DATASET RECORDS ->
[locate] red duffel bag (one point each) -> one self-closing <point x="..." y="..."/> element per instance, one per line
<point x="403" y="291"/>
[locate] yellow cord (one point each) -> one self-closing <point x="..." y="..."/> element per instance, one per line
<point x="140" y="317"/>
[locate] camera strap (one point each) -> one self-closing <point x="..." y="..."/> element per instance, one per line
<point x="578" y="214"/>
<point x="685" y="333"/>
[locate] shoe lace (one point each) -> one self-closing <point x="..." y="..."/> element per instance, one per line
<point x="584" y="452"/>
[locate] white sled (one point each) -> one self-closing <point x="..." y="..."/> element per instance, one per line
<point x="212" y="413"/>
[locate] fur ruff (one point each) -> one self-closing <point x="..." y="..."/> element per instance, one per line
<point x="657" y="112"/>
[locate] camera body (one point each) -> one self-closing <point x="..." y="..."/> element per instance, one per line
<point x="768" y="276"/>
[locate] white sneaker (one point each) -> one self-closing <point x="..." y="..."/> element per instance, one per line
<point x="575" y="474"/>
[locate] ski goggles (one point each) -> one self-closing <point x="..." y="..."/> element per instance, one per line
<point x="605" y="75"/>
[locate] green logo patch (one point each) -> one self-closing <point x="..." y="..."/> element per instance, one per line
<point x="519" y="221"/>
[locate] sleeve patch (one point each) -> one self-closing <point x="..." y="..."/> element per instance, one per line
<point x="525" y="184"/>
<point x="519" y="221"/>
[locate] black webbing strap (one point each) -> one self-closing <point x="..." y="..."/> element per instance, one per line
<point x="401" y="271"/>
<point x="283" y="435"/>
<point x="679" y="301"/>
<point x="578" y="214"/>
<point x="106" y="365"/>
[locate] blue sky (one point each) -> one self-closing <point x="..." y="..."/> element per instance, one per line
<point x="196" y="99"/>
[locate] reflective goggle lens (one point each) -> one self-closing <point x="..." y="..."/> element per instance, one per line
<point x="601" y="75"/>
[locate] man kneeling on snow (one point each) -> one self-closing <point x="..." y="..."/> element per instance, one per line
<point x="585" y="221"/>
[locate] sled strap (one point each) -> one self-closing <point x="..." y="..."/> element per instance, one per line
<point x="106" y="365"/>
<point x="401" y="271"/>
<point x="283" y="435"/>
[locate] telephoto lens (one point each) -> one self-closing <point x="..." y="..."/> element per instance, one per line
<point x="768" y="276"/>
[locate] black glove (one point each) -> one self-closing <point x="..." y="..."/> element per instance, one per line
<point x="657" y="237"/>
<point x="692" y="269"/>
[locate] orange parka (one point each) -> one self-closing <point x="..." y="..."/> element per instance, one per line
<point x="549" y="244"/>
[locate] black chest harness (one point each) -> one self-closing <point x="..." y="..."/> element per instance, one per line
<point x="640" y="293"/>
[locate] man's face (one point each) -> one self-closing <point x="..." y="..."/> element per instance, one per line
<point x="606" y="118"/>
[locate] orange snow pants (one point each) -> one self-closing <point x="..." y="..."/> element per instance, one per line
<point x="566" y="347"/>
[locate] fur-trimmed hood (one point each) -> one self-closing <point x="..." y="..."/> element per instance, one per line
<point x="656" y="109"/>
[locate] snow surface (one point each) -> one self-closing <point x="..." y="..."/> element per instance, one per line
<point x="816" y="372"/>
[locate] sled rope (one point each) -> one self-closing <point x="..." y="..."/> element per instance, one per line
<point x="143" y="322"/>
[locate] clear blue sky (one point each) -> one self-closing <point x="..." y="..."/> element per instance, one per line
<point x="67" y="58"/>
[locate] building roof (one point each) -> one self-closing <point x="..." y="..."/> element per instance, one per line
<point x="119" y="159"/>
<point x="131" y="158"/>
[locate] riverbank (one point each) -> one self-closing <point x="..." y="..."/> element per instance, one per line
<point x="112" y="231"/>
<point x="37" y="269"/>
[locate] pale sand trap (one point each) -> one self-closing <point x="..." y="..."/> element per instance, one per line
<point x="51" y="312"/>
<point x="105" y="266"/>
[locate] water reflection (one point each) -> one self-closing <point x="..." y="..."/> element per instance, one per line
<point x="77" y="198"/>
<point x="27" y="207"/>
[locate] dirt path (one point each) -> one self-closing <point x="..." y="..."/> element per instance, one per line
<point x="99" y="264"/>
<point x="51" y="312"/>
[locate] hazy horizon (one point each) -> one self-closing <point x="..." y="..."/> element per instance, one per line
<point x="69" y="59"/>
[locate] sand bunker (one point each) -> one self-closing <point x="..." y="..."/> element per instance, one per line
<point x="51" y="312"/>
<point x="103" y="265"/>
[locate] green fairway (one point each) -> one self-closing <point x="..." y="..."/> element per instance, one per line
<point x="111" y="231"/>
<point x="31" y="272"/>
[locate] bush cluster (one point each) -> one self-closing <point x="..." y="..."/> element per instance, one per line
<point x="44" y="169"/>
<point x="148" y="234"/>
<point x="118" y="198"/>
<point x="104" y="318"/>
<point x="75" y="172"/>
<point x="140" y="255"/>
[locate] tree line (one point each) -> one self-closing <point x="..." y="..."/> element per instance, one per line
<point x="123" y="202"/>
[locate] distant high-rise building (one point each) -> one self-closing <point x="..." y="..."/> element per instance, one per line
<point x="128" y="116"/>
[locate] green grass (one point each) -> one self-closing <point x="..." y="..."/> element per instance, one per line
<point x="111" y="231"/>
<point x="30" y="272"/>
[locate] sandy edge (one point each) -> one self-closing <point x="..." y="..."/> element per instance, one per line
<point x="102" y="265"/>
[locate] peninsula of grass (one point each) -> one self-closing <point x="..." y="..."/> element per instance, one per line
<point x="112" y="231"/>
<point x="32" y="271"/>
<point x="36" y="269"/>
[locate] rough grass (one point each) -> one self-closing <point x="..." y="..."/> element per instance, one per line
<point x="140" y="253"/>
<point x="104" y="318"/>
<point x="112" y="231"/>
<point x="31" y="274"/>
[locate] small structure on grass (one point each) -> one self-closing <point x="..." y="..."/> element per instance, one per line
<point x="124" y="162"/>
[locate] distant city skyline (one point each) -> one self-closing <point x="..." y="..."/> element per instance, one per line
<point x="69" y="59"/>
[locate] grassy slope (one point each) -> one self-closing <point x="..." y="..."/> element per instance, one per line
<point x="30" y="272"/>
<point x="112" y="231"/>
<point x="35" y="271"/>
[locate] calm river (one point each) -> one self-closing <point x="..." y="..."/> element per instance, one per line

WHAT TO DO ->
Lay out all the rows above as a Markdown table with the columns Number and Text, one line of the rows per table line and blank lines left out.

TASK RESULT ->
| Number | Text |
|---|---|
| 1 | [locate] red duffel bag (one point each) -> one self-closing <point x="..." y="..."/> element per instance, one per line |
| 2 | <point x="403" y="291"/> |
| 3 | [locate] yellow cord (one point each) -> one self-closing <point x="..." y="..."/> element per instance, one per line |
| 4 | <point x="140" y="317"/> |
| 5 | [locate] camera strap (one point each) -> one self-closing <point x="..." y="..."/> element per instance, one per line |
| 6 | <point x="578" y="214"/> |
| 7 | <point x="685" y="333"/> |
| 8 | [locate] shoe lace (one point each) -> one self-closing <point x="..." y="..."/> element per instance, one per line |
| 9 | <point x="584" y="452"/> |
| 10 | [locate] white sled (one point each) -> one self-closing <point x="..." y="..."/> element per instance, one per line |
| 11 | <point x="212" y="413"/> |
| 12 | [locate] fur ruff (one point each) -> one self-closing <point x="..." y="..."/> element per instance, one per line |
| 13 | <point x="657" y="112"/> |
| 14 | [locate] camera body (one point each) -> one self-closing <point x="..." y="..."/> element per instance, one per line |
| 15 | <point x="768" y="276"/> |
| 16 | [locate] white sneaker (one point each) -> one self-closing <point x="..." y="..."/> element per instance, one per line |
| 17 | <point x="575" y="474"/> |
| 18 | [locate] ski goggles (one point each) -> one self-closing <point x="..." y="..."/> element per instance, one per line |
| 19 | <point x="605" y="75"/> |
| 20 | [locate] green logo patch (one point each) -> one self-closing <point x="..." y="..."/> element per instance, one per line |
| 21 | <point x="519" y="221"/> |
| 22 | [locate] sleeve patch (one point each) -> one self-closing <point x="..." y="..."/> element per instance, one per line |
| 23 | <point x="525" y="184"/> |
| 24 | <point x="519" y="221"/> |
| 25 | [locate] black webbing strap (one point each) -> one self-closing <point x="..." y="..."/> element per instance, one per line |
| 26 | <point x="401" y="271"/> |
| 27 | <point x="283" y="435"/> |
| 28 | <point x="679" y="301"/> |
| 29 | <point x="578" y="214"/> |
| 30 | <point x="106" y="365"/> |
| 31 | [locate] blue sky (one point each) -> one self-closing <point x="..." y="..."/> element per instance, one per line |
| 32 | <point x="196" y="99"/> |
| 33 | [locate] reflective goggle lens (one point each) -> one self-closing <point x="..." y="..."/> element per instance, one per line |
| 34 | <point x="601" y="75"/> |
| 35 | [locate] man kneeling on snow (one point each) -> one self-closing <point x="..." y="..."/> element per instance, one per line |
| 36 | <point x="585" y="221"/> |
| 37 | [locate] sled strap (one point each) -> one self-closing <point x="..." y="..."/> element per instance, one per line |
| 38 | <point x="106" y="365"/> |
| 39 | <point x="401" y="271"/> |
| 40 | <point x="283" y="435"/> |
| 41 | [locate] telephoto lens (one point each) -> one self-closing <point x="..." y="..."/> element per instance, one per line |
| 42 | <point x="768" y="276"/> |
| 43 | [locate] black glove (one point each) -> one self-closing <point x="..." y="..."/> element per instance, one per line |
| 44 | <point x="657" y="237"/> |
| 45 | <point x="692" y="269"/> |
| 46 | [locate] orange parka (one point each) -> one self-closing <point x="..." y="..."/> element per instance, one per line |
| 47 | <point x="549" y="244"/> |
| 48 | [locate] black chest harness (one point each) -> one self-closing <point x="..." y="..."/> element per instance, one per line |
| 49 | <point x="640" y="293"/> |
| 50 | [locate] man's face (one point each) -> one self-closing <point x="..." y="..."/> element per instance, one per line |
| 51 | <point x="606" y="118"/> |
| 52 | [locate] orange snow pants (one point each) -> one self-closing <point x="..." y="..."/> element per instance, one per line |
| 53 | <point x="566" y="347"/> |
| 54 | [locate] fur-trimmed hood (one point each) -> one self-closing <point x="..." y="..."/> element per instance, one per line |
| 55 | <point x="656" y="109"/> |
| 56 | [locate] snow surface (one point each) -> one self-closing <point x="..." y="..."/> element per instance, one per line |
| 57 | <point x="816" y="372"/> |
| 58 | [locate] sled rope (one point each) -> one self-closing <point x="..." y="..."/> element per instance, one per line |
| 59 | <point x="143" y="322"/> |
| 60 | [locate] clear blue sky (one point each) -> one self-closing <point x="..." y="..."/> element per instance, one per line |
| 61 | <point x="67" y="58"/> |
| 62 | [locate] building roof (one point each) -> one self-closing <point x="..." y="..."/> element per instance, one per line |
| 63 | <point x="119" y="159"/> |
| 64 | <point x="131" y="158"/> |
| 65 | [locate] riverbank (one point each) -> one self-closing <point x="..." y="..."/> element per instance, one per line |
| 66 | <point x="112" y="231"/> |
| 67 | <point x="37" y="269"/> |
| 68 | [locate] pale sand trap (one point each) -> one self-closing <point x="..." y="..."/> element per instance, one per line |
| 69 | <point x="51" y="312"/> |
| 70 | <point x="105" y="266"/> |
| 71 | [locate] water reflection (one point each) -> one self-closing <point x="..." y="..."/> element per instance, one per line |
| 72 | <point x="77" y="198"/> |
| 73 | <point x="27" y="207"/> |
| 74 | [locate] dirt path (one point each) -> one self-closing <point x="..." y="..."/> element per instance, one per line |
| 75 | <point x="99" y="264"/> |
| 76 | <point x="51" y="312"/> |
| 77 | [locate] hazy horizon (one point each) -> one self-closing <point x="..." y="..."/> element per instance, one per line |
| 78 | <point x="69" y="59"/> |
| 79 | [locate] sand bunker (one point each) -> one self-closing <point x="..." y="..."/> element per instance, one per line |
| 80 | <point x="51" y="312"/> |
| 81 | <point x="103" y="265"/> |
| 82 | [locate] green fairway (one point each) -> one self-closing <point x="..." y="..."/> element per instance, one per line |
| 83 | <point x="111" y="231"/> |
| 84 | <point x="31" y="272"/> |
| 85 | [locate] bush cluster (one point each) -> one self-closing <point x="..." y="..."/> element per instance, one per line |
| 86 | <point x="44" y="169"/> |
| 87 | <point x="148" y="234"/> |
| 88 | <point x="118" y="198"/> |
| 89 | <point x="104" y="318"/> |
| 90 | <point x="75" y="172"/> |
| 91 | <point x="140" y="255"/> |
| 92 | [locate] tree line (one point each) -> one self-closing <point x="..." y="..."/> element per instance, one per line |
| 93 | <point x="123" y="202"/> |
| 94 | [locate] distant high-rise building (one point each) -> one self-closing <point x="..." y="..."/> element per instance, one per line |
| 95 | <point x="128" y="116"/> |
| 96 | [locate] green grass (one point each) -> one self-closing <point x="..." y="..."/> element per instance, one per line |
| 97 | <point x="111" y="231"/> |
| 98 | <point x="30" y="272"/> |
| 99 | [locate] sandy edge (one point each) -> one self-closing <point x="..." y="..."/> element per instance, one per line |
| 100 | <point x="102" y="265"/> |
| 101 | [locate] peninsula of grass (one point each) -> one self-closing <point x="..." y="..."/> element per instance, one per line |
| 102 | <point x="112" y="231"/> |
| 103 | <point x="32" y="271"/> |
| 104 | <point x="36" y="269"/> |
| 105 | [locate] rough grass (one point each) -> one self-closing <point x="..." y="..."/> element per instance, one per line |
| 106 | <point x="140" y="253"/> |
| 107 | <point x="104" y="318"/> |
| 108 | <point x="112" y="231"/> |
| 109 | <point x="31" y="274"/> |
| 110 | [locate] small structure on grass (one point each) -> one self-closing <point x="..." y="..."/> element per instance, one per line |
| 111 | <point x="124" y="162"/> |
| 112 | [locate] distant city skyline (one point each) -> one self-closing <point x="..." y="..."/> element per instance, one per line |
| 113 | <point x="69" y="59"/> |
| 114 | [locate] grassy slope (one point each) -> one self-closing <point x="..." y="..."/> element per instance, one per line |
| 115 | <point x="30" y="272"/> |
| 116 | <point x="112" y="231"/> |
| 117 | <point x="35" y="271"/> |
| 118 | [locate] calm river (one point each) -> one self-closing <point x="..." y="..."/> element per instance, one per line |